▸ RECORDED DATA
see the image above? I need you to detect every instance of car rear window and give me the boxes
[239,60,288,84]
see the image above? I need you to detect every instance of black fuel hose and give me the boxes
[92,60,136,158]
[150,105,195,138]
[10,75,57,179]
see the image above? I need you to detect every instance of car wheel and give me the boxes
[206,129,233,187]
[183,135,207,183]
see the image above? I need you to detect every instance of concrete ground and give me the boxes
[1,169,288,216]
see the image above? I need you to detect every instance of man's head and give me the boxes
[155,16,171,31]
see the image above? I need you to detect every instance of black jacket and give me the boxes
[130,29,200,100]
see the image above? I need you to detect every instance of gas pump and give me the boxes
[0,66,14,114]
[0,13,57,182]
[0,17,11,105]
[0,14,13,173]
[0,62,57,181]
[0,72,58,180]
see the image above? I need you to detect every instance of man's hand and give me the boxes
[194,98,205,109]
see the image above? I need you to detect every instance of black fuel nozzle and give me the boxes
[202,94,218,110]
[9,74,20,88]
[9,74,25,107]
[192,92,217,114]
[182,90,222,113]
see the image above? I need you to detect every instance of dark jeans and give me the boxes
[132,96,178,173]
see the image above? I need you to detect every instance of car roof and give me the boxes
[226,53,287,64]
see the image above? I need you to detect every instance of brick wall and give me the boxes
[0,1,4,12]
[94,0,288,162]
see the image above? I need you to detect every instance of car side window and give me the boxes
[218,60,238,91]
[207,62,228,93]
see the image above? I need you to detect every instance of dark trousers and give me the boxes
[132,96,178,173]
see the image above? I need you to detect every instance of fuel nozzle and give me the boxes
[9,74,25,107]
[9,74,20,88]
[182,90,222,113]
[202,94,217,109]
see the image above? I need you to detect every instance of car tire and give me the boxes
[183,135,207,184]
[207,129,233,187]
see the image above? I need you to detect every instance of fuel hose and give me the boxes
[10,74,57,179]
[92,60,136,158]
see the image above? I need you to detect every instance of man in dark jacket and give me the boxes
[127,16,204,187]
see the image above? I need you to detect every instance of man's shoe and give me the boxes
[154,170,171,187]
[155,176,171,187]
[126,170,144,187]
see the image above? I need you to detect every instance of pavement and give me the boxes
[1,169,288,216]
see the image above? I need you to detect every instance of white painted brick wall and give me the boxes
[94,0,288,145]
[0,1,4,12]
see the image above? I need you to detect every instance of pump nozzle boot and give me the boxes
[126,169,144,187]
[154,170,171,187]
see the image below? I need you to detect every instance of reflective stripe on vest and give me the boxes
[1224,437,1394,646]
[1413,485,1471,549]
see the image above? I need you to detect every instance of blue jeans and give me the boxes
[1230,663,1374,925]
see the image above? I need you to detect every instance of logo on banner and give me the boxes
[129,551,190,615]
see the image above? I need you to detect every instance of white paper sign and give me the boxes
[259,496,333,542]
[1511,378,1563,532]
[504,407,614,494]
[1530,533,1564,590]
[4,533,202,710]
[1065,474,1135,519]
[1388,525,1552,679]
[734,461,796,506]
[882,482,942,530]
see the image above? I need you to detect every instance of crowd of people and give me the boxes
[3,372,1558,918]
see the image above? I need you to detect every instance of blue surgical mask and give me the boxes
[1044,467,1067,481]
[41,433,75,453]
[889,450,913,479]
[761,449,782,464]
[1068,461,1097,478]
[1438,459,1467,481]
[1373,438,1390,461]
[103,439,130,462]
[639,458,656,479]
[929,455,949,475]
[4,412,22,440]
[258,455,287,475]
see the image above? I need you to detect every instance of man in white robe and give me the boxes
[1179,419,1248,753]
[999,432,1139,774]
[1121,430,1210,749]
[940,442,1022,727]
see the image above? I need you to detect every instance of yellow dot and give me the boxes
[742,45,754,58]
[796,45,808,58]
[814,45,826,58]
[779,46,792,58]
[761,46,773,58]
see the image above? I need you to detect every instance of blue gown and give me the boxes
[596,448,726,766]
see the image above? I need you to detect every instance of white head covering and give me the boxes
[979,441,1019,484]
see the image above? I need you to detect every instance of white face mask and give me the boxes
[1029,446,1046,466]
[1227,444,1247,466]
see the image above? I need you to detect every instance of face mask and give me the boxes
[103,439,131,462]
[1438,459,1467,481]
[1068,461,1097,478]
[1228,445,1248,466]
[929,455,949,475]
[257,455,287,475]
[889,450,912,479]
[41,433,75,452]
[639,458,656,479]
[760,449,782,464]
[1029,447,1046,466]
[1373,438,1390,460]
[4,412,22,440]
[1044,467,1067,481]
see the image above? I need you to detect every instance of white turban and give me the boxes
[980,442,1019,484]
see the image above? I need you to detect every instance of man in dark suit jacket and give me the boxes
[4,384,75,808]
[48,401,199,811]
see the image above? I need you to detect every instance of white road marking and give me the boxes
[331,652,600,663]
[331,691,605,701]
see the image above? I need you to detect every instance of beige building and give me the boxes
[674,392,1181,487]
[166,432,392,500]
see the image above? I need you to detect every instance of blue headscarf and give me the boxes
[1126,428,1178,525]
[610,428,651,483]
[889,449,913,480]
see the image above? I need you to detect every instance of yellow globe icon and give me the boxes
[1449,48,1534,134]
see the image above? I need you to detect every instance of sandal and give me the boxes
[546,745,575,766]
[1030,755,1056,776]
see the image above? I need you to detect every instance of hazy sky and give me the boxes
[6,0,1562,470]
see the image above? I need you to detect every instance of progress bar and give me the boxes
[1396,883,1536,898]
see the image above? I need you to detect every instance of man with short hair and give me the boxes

▸ TASK TO CARRY OUT
Transcribe the material above. Change nothing in it.

▸ RESPONSE AREA
see the image above? I need you to detect every instance of car rear window and give me the boxes
[239,60,288,84]
see the image above? I need you to detect every instance of black fuel hose and give me the boxes
[92,60,136,158]
[150,105,195,138]
[10,75,57,179]
see the image above? I need you to detect every instance of car wheel and give me the boxes
[206,129,233,187]
[183,135,207,183]
see the image above? I need you to detect every instance of concrete ground and give me the boxes
[1,169,288,216]
see the image above? I need you to detect every instance of man's head and give me the boxes
[155,16,171,31]
see the image above? I need you to detect every instance of black jacket and give me the boxes
[130,29,200,100]
see the image above? I need you to detect every instance of gas pump and give me the boxes
[0,66,14,114]
[0,13,57,182]
[0,17,11,105]
[0,14,13,173]
[0,62,57,181]
[0,72,58,180]
see the image above? I need you to detect every instance of man's hand and give me the boxes
[194,98,205,109]
see the image above? I need you to detect every instance of black fuel nozzle and give me the boxes
[202,94,218,110]
[9,74,20,88]
[9,74,25,107]
[192,92,217,114]
[182,90,222,113]
see the image above? I need you to detect every instance of dark jeans and give me the boxes
[132,96,178,173]
see the image above? I need you to detect every instance of car roof and give me the boxes
[226,53,287,64]
see the image above? I need you to detect every instance of brick wall and give me the boxes
[0,1,4,12]
[94,0,288,162]
see the image above? I need you to detect every instance of car side window and give me the boxes
[218,60,238,91]
[207,62,228,93]
see the image above? I need you to detect every instance of dark trousers and give me the boxes
[132,96,178,173]
see the image above? I need you to detect every instance of fuel nozzle and give me the boxes
[9,74,25,107]
[9,74,20,88]
[182,90,222,113]
[202,94,217,109]
see the image above? I need you to detect every instance of car tire and give me the boxes
[183,135,207,184]
[207,129,233,187]
see the image above? I need you to detect every instance of fuel hose and give me the boxes
[10,74,57,179]
[92,60,136,158]
see the image above? I need you to detect every instance of man in dark jacket and give me the boxes
[127,16,204,187]
see the image above? I need you to detect every instance of man's shoe and give me the boxes
[154,170,171,187]
[155,176,171,187]
[126,170,144,187]
see the image above? I need you to detect every instance of pavement and give me the boxes
[1,169,288,216]
see the image above? I need you to detect every instance of white painted brick wall and give me the boxes
[94,0,288,145]
[0,1,4,12]
see the image above? I need you to detect every instance of pump nozzle boot and give me the boxes
[126,169,144,187]
[154,170,171,187]
see the image below? I need you to detect every instance of reflective stripe on vest and give me the boxes
[1224,437,1394,646]
[1413,485,1471,549]
see the image above? I need you to detect every instance of blue jeans and give me the boxes
[1230,663,1374,925]
see the image above? I need you to detect every instance of logo on banner and give me the boxes
[129,551,190,615]
see the image above? I need you to detect every instance of white paper sign and give me the boxes
[259,496,333,542]
[1511,378,1563,532]
[504,407,614,494]
[1530,533,1564,590]
[4,533,202,710]
[1065,474,1135,519]
[1388,525,1552,679]
[734,461,796,506]
[882,482,942,530]
see the image above? I need you to detect every instance of crowd of people and give me the boxes
[3,372,1558,918]
see the image above? I need you to detect every instance of blue surgical mask and give me the boxes
[1044,467,1067,481]
[41,433,75,453]
[889,450,913,479]
[761,449,782,464]
[1068,461,1097,478]
[1438,459,1467,481]
[1373,438,1390,461]
[103,439,130,462]
[639,458,656,479]
[929,455,949,475]
[4,412,22,440]
[258,455,287,475]
see the image above? I need you to detect every instance of man in white robe and give me the boxes
[1179,419,1248,753]
[999,432,1139,774]
[1121,430,1210,749]
[940,442,1022,727]
see the image above? I need you to detect every instance of yellow dot and give me the boxes
[742,45,754,58]
[796,45,808,58]
[814,45,826,58]
[779,46,792,58]
[761,46,773,58]
see the image above? I need you to detect every instance of blue gown and give me the boxes
[596,448,726,766]
see the image above? I need you to detect every instance of white head covering and give me the boxes
[979,441,1019,484]
see the image above? I need you to detect every instance of white face mask and give me the boxes
[1029,446,1046,466]
[1227,444,1247,466]
see the image above? I need you to detect every instance of face mask and give me the boxes
[103,439,131,462]
[1438,459,1467,481]
[1068,461,1097,478]
[1228,445,1248,466]
[929,455,949,475]
[257,455,287,475]
[889,450,912,479]
[41,433,75,452]
[639,458,656,479]
[760,449,782,464]
[1029,447,1046,466]
[1373,438,1390,460]
[4,412,22,440]
[1044,467,1067,481]
see the image above? I need you to detect every instance of white turban and give me the boxes
[980,442,1019,484]
see the image above? I need you to detect every instance of man in dark suit jacket and give me the boxes
[4,384,75,808]
[48,401,199,811]
see the image above? I need you to detect every instance of white road marking and give me the boxes
[331,652,600,663]
[331,691,605,701]
see the image above? I need you to detect every instance of beige building and give me the boxes
[674,392,1181,487]
[166,432,392,500]
see the image above? I need you to detect every instance of blue headscarf and give me the boxes
[1126,428,1178,525]
[610,428,651,483]
[889,449,913,480]
see the image above? I need you to detect every instance of yellow globe icon and give me the boxes
[1449,48,1534,134]
see the image above? I need you to detect every instance of sandal and give me the boxes
[546,745,575,766]
[1030,755,1056,776]
see the image above? I need you to detect every instance of hazy sky and give me the boxes
[6,0,1562,470]
see the image above? I need you to detect every instance of progress bar and give me the boxes
[1396,883,1536,898]
see the image above? I need you to detect every instance of man with short hair and give me the boxes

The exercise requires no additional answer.